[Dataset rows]
..........

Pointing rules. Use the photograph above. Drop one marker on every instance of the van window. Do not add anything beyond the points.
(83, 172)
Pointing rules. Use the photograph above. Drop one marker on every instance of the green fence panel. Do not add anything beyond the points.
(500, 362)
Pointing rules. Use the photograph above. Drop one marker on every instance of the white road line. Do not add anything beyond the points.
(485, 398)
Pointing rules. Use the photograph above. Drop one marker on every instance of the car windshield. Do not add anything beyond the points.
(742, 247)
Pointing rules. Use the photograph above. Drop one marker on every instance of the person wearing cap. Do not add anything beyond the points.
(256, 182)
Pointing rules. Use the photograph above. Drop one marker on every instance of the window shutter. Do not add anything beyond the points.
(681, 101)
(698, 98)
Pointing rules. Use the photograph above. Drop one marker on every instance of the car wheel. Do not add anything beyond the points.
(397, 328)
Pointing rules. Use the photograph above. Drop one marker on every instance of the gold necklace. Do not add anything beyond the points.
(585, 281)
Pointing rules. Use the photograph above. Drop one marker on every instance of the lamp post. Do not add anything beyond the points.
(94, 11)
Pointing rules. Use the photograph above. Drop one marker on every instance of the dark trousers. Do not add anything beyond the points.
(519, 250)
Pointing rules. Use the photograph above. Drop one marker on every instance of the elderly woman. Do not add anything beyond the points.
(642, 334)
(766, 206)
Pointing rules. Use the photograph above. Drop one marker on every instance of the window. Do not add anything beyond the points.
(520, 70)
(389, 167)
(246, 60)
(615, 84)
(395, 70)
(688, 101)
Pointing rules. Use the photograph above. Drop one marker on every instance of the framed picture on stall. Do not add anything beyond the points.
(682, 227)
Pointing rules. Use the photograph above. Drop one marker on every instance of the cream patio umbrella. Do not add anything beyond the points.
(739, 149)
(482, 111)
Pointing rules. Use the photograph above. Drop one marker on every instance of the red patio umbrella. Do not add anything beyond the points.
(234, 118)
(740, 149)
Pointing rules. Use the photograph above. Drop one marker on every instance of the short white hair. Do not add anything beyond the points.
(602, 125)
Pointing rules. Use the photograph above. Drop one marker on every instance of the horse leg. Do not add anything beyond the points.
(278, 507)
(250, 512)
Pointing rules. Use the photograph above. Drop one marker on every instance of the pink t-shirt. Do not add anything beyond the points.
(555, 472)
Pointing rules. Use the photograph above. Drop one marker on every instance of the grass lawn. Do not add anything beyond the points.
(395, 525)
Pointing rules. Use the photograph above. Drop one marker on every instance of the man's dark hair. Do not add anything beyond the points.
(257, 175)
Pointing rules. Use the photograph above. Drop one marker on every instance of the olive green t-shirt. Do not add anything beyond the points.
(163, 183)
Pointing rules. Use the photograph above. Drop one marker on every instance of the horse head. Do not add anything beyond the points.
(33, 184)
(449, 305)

..........

To do>
Present every line of the entries above as a numbered list, and skip any blank lines.

Result for this task>
1. Pointing rules. Use the photograph above. Drop one marker on every instance of the van window. Do not add anything beyond the points.
2. (83, 172)
3. Pointing rules. Use the photograph above. Drop one marker on every instance of the green fence panel. Do not add anything beyond the points.
4. (500, 362)
5. Pointing rules. Use the photograph above. Drop one marker on every instance of the white road line. Do not add anything beyond the points.
6. (485, 398)
7. Pointing rules. Use the photograph above. Drop one marker on every instance of the car windshield. Do not add anything beyond the points.
8. (742, 247)
9. Pointing rules. Use the photograph above. Drop one marker on every instance of the person wearing cap. Do not add anything beyond the points.
10. (256, 182)
11. Pointing rules. Use the photograph above. Drop one marker on every instance of the window shutter. Do not add anything beyond the points.
12. (681, 101)
13. (698, 98)
14. Pointing rules. Use the photograph above. Drop one marker on every instance of the car wheel. Do not add anything beyond the points.
15. (397, 328)
16. Pointing rules. Use the photograph above. Drop one marker on every instance of the gold necklace. Do not add anything beyond the points.
17. (585, 281)
18. Pointing rules. Use the photograph above. Drop one marker on every instance of the lamp post. Do not add anything beyond the points.
19. (94, 11)
20. Pointing rules. Use the photograph above. Drop one marker on every instance of the dark trousers. Do not add anything beyond the points.
21. (519, 250)
22. Pointing rules. Use the photograph above. Drop one marker on every instance of the elderly woman. Do not add anything beyond the points.
23. (642, 334)
24. (766, 206)
25. Pointing rules. Use the photograph above. Drop one marker on every instance of the window. Do not add anything beyond the points.
26. (520, 70)
27. (389, 167)
28. (246, 60)
29. (615, 84)
30. (395, 70)
31. (688, 101)
32. Pointing rules. Use the photograph above. Drop one marker on every instance of the framed picture on stall. Do not add anything beyond the points.
33. (682, 227)
34. Pointing rules. Use the photograph above. Drop one marker on every instance of the cream patio umbrella. Do not add anything beyond the points.
35. (739, 149)
36. (482, 111)
37. Pointing rules. Use the photograph above. Drop one marker on every instance of the red patio umbrella. Do not add anything beyond the points.
38. (234, 118)
39. (740, 149)
40. Pointing rules. Use the photograph above. Drop one marker on every instance of the short white hair. Do not add anything beyond the points.
41. (602, 125)
42. Pointing rules. Use the photograph above. Drop one marker on every instance of the horse leg. Do not add anything beyond the points.
43. (278, 507)
44. (250, 512)
45. Pointing rules. Use the photograph above. Drop one marker on every instance of the pink t-shirt. Do not add anything beyond the points.
46. (555, 472)
47. Pointing rules. Use the photograph above. Drop one marker on every instance of the grass lawn. Do not add anything beyond the points.
48. (395, 525)
49. Pointing rules. Use the photograph above. Drop one marker on every instance of the man's dark hair. Do not add anything beyond the points.
50. (257, 175)
51. Pointing rules. Use the photograph above. Drop one marker on every instance of the olive green t-shirt. Do not add anything beyond the points.
52. (163, 183)
53. Pointing rules. Use the photograph above. Drop one marker on every instance of the horse head. Do not add anything beyond the points.
54. (33, 184)
55. (449, 305)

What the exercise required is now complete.